*** Block opens ***

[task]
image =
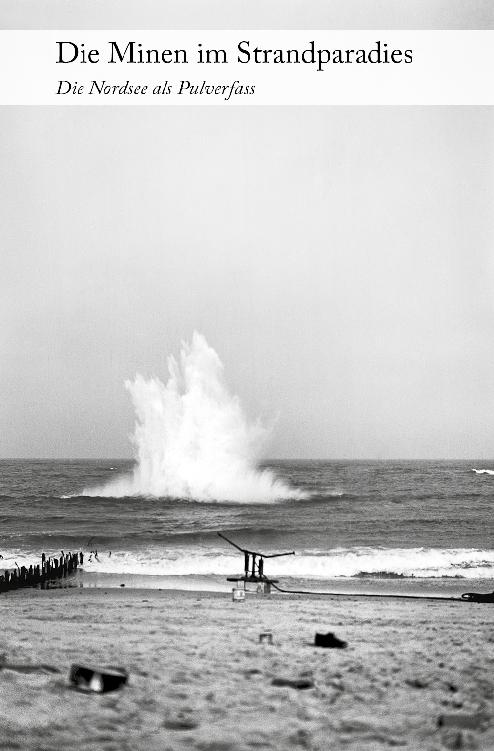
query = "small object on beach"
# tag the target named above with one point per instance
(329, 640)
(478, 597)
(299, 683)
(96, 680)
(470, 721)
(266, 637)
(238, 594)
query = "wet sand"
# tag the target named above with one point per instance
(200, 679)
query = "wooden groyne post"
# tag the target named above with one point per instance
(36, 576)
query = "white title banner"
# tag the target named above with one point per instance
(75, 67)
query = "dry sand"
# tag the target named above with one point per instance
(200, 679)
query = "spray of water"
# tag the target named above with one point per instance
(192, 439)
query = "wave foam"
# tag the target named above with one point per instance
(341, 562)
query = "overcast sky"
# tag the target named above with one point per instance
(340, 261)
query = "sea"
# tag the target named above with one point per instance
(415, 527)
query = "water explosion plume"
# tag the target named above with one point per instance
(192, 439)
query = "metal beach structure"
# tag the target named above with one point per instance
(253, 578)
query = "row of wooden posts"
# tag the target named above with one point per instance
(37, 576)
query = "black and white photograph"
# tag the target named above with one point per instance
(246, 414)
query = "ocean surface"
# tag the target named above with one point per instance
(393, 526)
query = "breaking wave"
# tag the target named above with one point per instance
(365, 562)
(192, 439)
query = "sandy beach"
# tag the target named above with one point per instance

*** Block closes ***

Only lines with the string "wooden" belong in the answer; copy each of them from the listing.

RESPONSE BELOW:
query = "wooden groyne post"
query = "row of wooden posts"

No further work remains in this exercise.